--- Textausschnitt ---

Was ist das denn, dieses E … U – Parlament? Könnte …, könnte vielleicht …?‘ Ja ist denn bald wieder Fasching? Ein „Elferrats-und Umzugs-Parlament“? Dürfen da jetzt alle mitwählen, nicht nur die Mitglieder der Karnevalsvereine?
Nein! Es gibt eine Europäische Union? Die Vereinigten Staaten von Europa? Alle?
Ach so. Es gibt keine Vereinigten Staaten von Europa, nur die EU, und da sind von den rund 50 Staaten auch nur 27 1/2 dabei, hm? Und wofür ist das gut?
Ach so. Für die Wirtschaft, Keine Zölle? Hm. Waaaaas!?‘ Auch keine D-Mark mehr? Aber schon noch eine Bundesbank, ja? Aber die hat nichts mehr zu sagen, das Sagen hat jetzt eine EU-Zentralbank?
Davon steht aber nichts im Grundgesetz!
Wie? Sie meinen, im Grundgesetz steht jetzt an der Stelle, wo früher stand:
Der Bund errichtet eine Währungs- und Notenbank als Bundesbank.
Da steht jetzt ein zweiter Satz, und der lautet:
Ihre Aufgaben und Befugnisse können im Rahmen der Europäischen Union der Europäischen Zentralbank übertragen werden, die unabhängig ist und dem vorrangigen Ziel der Sicherung der Preisstabilität verpflichtet.
Und Sie sind sicher, dass Deutschland seine Währungshoheit aufgegeben hat? Ist das nicht fatal?
Ach so, Deutschland hat nicht nur seine Währungshoheit aufgegeben? Deutschland hat in einer nicht nachvollziehbaren Weise und in nirgends geschlossen dokumentiertem Umfang überhaupt alle möglichen Hoheitsrecht aufgegeben. Davon steht aber auch nichts im Grundgesetz!
Was? Was soll da stehen, in welchem Artikel 24?
Der Bund kann durch Gesetz Hoheitsrechte auf zwischenstaatliche Einrichtungen übertragen. Der Bund kann sich zur Wahrung des Friedens einem System gegenseitiger kollektiver Sicherheit einordnen; er wird hierbei in die Beschränkungen seiner Hoheitsrechte einwilligen, die eine friedliche und dauerhafte Ordnung in Europa und zwischen den Völkern der Welt herbeiführen und sichern.
Und solche Gesetze wurden beschlossen? Und mit „zwischenstaatliche Einrichtung“ ist diese E .. U gemeint. Dann hat sich Deutschland also aufgelöst?

--- Angezeigte Daten ---

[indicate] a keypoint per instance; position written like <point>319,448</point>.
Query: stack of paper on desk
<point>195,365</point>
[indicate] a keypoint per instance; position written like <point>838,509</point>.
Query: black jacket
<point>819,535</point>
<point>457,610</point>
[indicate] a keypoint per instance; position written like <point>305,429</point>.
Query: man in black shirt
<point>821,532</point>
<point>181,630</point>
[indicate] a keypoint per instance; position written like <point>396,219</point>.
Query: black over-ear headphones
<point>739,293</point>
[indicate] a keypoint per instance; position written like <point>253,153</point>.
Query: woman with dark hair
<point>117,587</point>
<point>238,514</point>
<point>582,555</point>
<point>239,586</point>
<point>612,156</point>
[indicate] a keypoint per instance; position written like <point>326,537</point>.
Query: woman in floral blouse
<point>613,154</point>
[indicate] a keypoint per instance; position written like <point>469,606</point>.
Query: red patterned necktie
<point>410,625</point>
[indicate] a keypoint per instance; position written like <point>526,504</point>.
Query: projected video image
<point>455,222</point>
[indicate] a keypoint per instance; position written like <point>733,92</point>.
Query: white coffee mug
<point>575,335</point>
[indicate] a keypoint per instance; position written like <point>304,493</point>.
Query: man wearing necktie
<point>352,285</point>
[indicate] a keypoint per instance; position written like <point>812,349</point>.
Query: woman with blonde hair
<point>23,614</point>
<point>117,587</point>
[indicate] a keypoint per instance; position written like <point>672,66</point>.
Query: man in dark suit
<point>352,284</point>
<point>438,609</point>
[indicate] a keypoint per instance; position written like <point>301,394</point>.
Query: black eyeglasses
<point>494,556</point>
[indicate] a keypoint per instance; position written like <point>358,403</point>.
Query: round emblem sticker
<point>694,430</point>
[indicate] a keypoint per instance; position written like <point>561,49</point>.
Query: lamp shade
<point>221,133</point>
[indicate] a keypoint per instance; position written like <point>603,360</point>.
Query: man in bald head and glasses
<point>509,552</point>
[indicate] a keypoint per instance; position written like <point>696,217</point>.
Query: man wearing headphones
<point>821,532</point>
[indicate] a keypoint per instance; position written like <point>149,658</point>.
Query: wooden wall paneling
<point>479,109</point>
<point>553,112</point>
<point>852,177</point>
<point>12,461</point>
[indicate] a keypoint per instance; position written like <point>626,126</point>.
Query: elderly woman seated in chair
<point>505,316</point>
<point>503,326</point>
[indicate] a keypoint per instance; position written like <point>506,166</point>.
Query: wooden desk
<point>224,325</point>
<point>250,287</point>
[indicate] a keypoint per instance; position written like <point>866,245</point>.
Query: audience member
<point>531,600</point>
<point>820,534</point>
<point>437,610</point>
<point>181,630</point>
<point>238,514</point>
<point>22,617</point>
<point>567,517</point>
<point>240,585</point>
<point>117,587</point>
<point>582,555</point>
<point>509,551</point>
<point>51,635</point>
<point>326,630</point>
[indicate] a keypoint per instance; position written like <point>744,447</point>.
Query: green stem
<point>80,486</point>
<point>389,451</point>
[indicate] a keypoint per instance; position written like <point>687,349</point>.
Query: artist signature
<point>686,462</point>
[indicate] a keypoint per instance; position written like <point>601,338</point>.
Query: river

---

Schriftliche Aufgabe 1: Übersetzen Sie diesen Satz aus dem Textausschnitt über die EU und das Grundgesetz ins Englische: „Der Bund errichtet eine Währungs- und Notenbank als Bundesbank.“
Schriftliche Aufgabe 2: Welche Bezeichnungen für Banken kommen im Textausschnitt über die EU und das Grundgesetz vor? Nennen Sie jede einmal.
Schriftliche Aufgabe 3: Greifen Sie den Textausschnitt über die EU und das Grundgesetz nach seinem letzten Satz auf und schreiben Sie ihn weiter.

Endergebnis 1: The Federation establishes a currency and note-issuing bank as the Federal Bank.

Endergebnis 2: Bundesbank, EU-Zentralbank, Währungs- und Notenbank, Europäische Zentralbank

Endergebnis 3:
Dann wählen wir am nächsten Sonntag tatsächlich unser E … U – Parlament, das für uns den E .. U – Regierungschef wählt, Gesetze für die ganze E … U erlässt. Dann ist der Traum von den gleichen Lebensbedingungen auf dem europäischen Kontinent also wahr geworden. Gibt es keine Steuer-Oasen mehr unter den Mitgliedsländern, und diese E … U hat auch ein Grundgesetz, besser noch als unseres? Wann wurde denn darüber abgestimmt?
Ach so. Die E … U hat kein Grundgesetz. Es gibt nur Verträge. Sie hat auch keine Regierung, sondern nur Kommissare. Die werden auch nicht vom Parlament gewählt, sondern vom Europäischen Rat, und in dem Rat sitzen wieder die Regierungschefs der Mitgliedsländer.
Aber die Kommissare sind doch wenigstens an die Gesetze gebunden, die das E … U – Parlament beschließt?
Nein? Wie? Nein? Das Parlament hat kein Initiativrecht? Es darf nur über das beraten, was ihm von der Kommission vorgelegt wird, und im Zweifelsfall erlässt die Kommission auch Gesetze, ohne das Parlament zu beteiligen? Ja wofür braucht es dann dieses Parlament überhaupt?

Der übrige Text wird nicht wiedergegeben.